_Given passage:_
Soon the thrill of exchanging ideas was replaced by the disappointing realization that he thought USSR's conversion to "democracy" was going swimmingly, that Boris Yeltsin was a brave patriot who was doing everything in his power to prevent Russia from sliding back into Communism, and that reports of corruption could be easily dismissed as the growing pains of the new order. The fact that USA flew in 88 yo heart surgeon Dr. Michael DeBakey to manage Yeltsin's heart treatment was simply a sign of our willingness to help. About this time someone told me not to be shocked because virtually all Russian Studies profs in USA have significant links to CIA. I have NO idea if this is true in this case but he was pretty steadfast in defending that party line. We lost touch shortly thereafter.

Of course, none of his beliefs about Russia were remotely true. The neoliberals from Harvard who landed the fat contract to re-engineer the USSR were so corrupt that eventually they lost the contract and some were charged with corruption by the Justice Department. Jeffrey Sachs, the wünderkind who had caused major disasters in Bolivia and Poland led their charge. The most serious results of this economics of Predation was that average male life expectancy dropped from 64 to 57 between 1990 and 1994.

Mark Ames, who was living in Moscow during this chaos, relates the story of what happened in the video below. The numbers of those in the USA who know this story is essentially zero. And yet, since the outcome was the rise to power of Vladimir Putin—the current public enemy #1—this is NOT a trivial story. It is also a story that virtually every Russian knows in great detail.

Saturday, March 4, 2017

Epistemology in the age of "fake news"


Being accused of peddling fake news by the New York Times or the Washington Post is like being called smelly by a hog.
Me

I love the internet. Never before in human history has it been so easy to access accurate and helpful information. And when folks assure me that 99% of what is on the internet is pure BS, I can only smile and say "but the good news is that the remaining 1% is so vast and comprehensive it defies meaningful comprehension." Of course that leads to the BIG PROBLEM: How does one tell the difference between the 99% BS and the 1% good stuff?

Not long ago a bright young man asked me that very question with a look of panic on his face. What good is an infinity of information without an accurate way to tell which factoid will lead to a lifetime of confusion and wasted effort, and which will assist in finding answers that make life's journey more understandable, fulfilling, and productive?

_Collected data:_
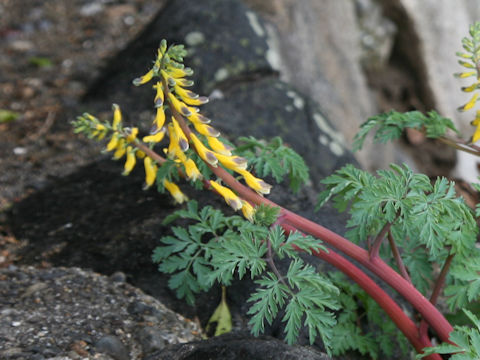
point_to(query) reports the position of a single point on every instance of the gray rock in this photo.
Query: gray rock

_What to do:_
A. Say whether each statement agrees with the blog excerpt, answering yes or no and quoting the words that decide it: (i) average male life expectancy fell from 64 to 57 between 1990 and 1994; (ii) Mark Ames was living in Washington during the chaos; (iii) the writer is certain the CIA link claim holds in this case.
B. Type out the blog excerpt word for word, from "Epistemology in the" up to and including "smelly by a hog.".
The listing comes from a different source than the blog excerpt.

_Results by task:_
A.
(i) Yes: "average male life expectancy dropped from 64 to 57 between 1990 and 1994"
(ii) No: "Mark Ames, who was living in Moscow during this chaos"
(iii) No: "I have NO idea if this is true in this case"

B.
Epistemology in the age of "fake news"


Being accused of peddling fake news by the New York Times or the Washington Post is like being called smelly by a hog.